Massage has numerous health benefits: it promotes healing, relaxes tension in the body, creates a feeling of well-being, and just generally feels good! If you’re looking to add this pampering session to your salon’s itinerary, you can attract many more customers. But just how do you introduce such a treatment and will this be a positive step forward for your salon?
Do Your Research
Not only should you find out the type of massage you’d like to offer, but you should explore the legal ramifications of that too – for example, Thai massage often involves potentially dangerous practices, such as walking on a customer’s back.
You may wish to present more than one option to choose from. Whether you’re into aromatherapy or deep tissue, try to offer something for everyone. That means athletes and old ladies alike will be attracted to your salon. What will best suit your salon’s brand and what does your average customer like?
You could potentially put it to a vote and ask your regular customers about what they would like to see, in terms of massage treatments.
How Will You Pay Your Massage Therapist?
You certainly have to have enough money to take on another employee. However, you won’t necessarily have to employ them full-time. Most massage therapists work part-time or as contractors, so you won’t have an idle employee, with nothing to do, on your hands. It does mean that customers will have to book in advance, but that will be good for your pocket too.

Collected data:
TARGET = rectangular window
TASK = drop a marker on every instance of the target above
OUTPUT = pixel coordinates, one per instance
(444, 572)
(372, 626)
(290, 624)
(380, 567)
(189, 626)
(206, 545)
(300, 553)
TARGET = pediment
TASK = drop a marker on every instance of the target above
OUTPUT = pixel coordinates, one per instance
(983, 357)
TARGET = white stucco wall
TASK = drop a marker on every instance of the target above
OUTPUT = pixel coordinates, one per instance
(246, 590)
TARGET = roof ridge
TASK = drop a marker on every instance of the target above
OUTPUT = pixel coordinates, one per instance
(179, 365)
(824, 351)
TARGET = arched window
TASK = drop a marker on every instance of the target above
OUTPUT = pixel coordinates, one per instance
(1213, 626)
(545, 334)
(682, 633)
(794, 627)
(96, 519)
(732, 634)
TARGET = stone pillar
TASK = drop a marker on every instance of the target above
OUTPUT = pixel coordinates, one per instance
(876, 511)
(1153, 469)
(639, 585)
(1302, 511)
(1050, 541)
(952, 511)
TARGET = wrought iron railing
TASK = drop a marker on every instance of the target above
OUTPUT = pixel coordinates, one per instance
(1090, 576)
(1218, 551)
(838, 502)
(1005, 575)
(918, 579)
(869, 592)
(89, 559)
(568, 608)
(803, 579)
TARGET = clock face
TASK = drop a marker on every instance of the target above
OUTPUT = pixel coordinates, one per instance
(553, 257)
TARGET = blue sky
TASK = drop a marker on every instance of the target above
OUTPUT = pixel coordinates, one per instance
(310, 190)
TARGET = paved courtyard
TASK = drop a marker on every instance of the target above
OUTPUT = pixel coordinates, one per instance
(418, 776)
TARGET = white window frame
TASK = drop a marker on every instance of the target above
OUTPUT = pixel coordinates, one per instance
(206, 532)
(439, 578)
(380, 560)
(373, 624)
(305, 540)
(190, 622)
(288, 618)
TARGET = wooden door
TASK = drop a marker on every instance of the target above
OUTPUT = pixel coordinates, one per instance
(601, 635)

▸ **Exercise details**
Decide whether each statement below agrees with the text about adding massage to a salon, answering yes or no and quoting the deciding words of the text. (a) Most massage therapists work full-time. (b) Walking on a customer's back is given as an example of a potentially dangerous practice in Thai massage. (c) Regular customers could be asked which massage treatments they would like.

▸ **Solution to this problem**
(a) No: "Most massage therapists work part-time or as contractors"
(b) Yes: "Thai massage often involves potentially dangerous practices, such as walking on a customer’s back"
(c) Yes: "ask your regular customers about what they would like to see, in terms of massage treatments"